### Directives
1) List every person named in the blog post on painting and attention.
2) Translate this sentence from the blog post on painting and attention into Spanish: "Van Gogh’s paintings demand attention - and they did that when they were created, over 100 years ago."
3) Use the blog post on painting and attention to answer these questions:
(a) Who curated Other Certainties?
(b) What event did the writer attend in New York that week?
(c) At which museum is the Van Gogh exhibition?

### Source
===

I went to briefly see Other Certainties, curated by Summer Guthery and Amy Owen at NYCAMS, Friday night - felt really disconnected from the crowd, there wasn’t any wine being served and I decided 5 minutes was enough.

My basic issue with a lot of what I see in contemporary art - is “who cares”?  “Why is this relevent”? and “Do I want to spend any of my precious time to figure it out”?

My feeling, and this is a problem for Painting, perhaps more than other art forms, that the deep probing analysis that lends it self to visual art, that a painting reveals itself gradually, over time, is at a distinct disadvantage in an age where your attention, your time, is the the most important thing you have.

I attended OMMA Global this week in New York and found a panel I listened to interesting, if not for the paradox it presented -OMMA day 2 - Marketer’s Dilemma: finding and managing digital resources where I noted that:

Here’s the paradoxical issue, but it was not voiced, that all brands want “undivided” attention, while people are now “multi-tasking” and doing a few things at once.

Painting demands undivided attention - but are we ready to give it anymore?  Can we?  Do we have a right to ask for undivided attention as artists when everyone is being hit with more and more messaging, which gets better are more subtle, all the time?

I think, the answer is no.   Most of the time, the only attention a work can get is shock value - and that wears off.   I think the point is if something is “arresting” and worthy of enough people’s attention, they will want to focus in and pay attention to it.

But everything I saw at the Other Certainties opening wasn’t worthy of my attention - and just because someone creates a work of art, doesn’t mean that we are obliged to view it.

By the way, there’s a Van Gogh exhibition at MOMA that is worth seeing - and I’ll make it over sometime during the next month.

Van Gogh’s  paintings demand attention - and they did that when they were created, over 100 years ago.

It wasn’t even clear they were considered good work at the time.

===

(Object location annotation data)
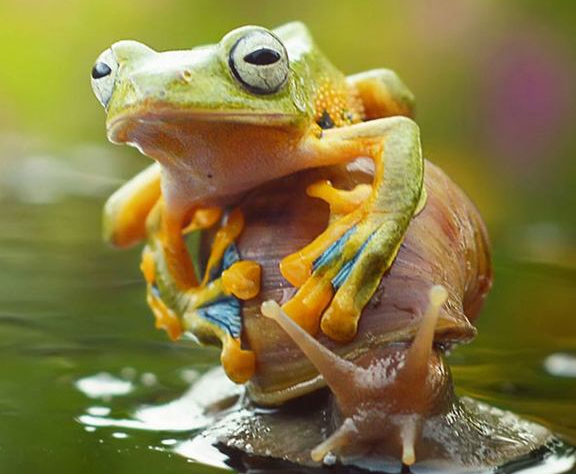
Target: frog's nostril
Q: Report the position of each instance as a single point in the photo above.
(100, 70)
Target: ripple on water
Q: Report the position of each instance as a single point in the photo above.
(561, 364)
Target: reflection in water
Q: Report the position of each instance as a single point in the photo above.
(212, 399)
(103, 385)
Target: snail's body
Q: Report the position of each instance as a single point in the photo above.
(446, 244)
(374, 287)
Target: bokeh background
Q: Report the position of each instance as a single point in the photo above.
(79, 357)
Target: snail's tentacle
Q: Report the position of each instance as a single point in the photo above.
(333, 368)
(337, 440)
(409, 432)
(418, 355)
(385, 395)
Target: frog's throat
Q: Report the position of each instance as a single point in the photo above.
(356, 387)
(119, 126)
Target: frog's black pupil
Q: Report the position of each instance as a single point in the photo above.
(100, 70)
(262, 57)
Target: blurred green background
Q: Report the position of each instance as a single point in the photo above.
(494, 83)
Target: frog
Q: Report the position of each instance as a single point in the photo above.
(220, 120)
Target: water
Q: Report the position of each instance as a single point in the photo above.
(88, 385)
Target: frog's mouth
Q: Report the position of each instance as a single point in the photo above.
(124, 127)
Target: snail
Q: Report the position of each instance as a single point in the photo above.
(337, 265)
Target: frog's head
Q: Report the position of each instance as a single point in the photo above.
(252, 76)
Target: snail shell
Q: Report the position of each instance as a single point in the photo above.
(446, 244)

===

### Outputs by task
1)
Summer Guthery
Amy Owen
Van Gogh

2) Las pinturas de Van Gogh exigen atención, y ya lo hacían cuando fueron creadas, hace más de 100 años.

3)
(a) Summer Guthery and Amy Owen
(b) OMMA Global
(c) MOMA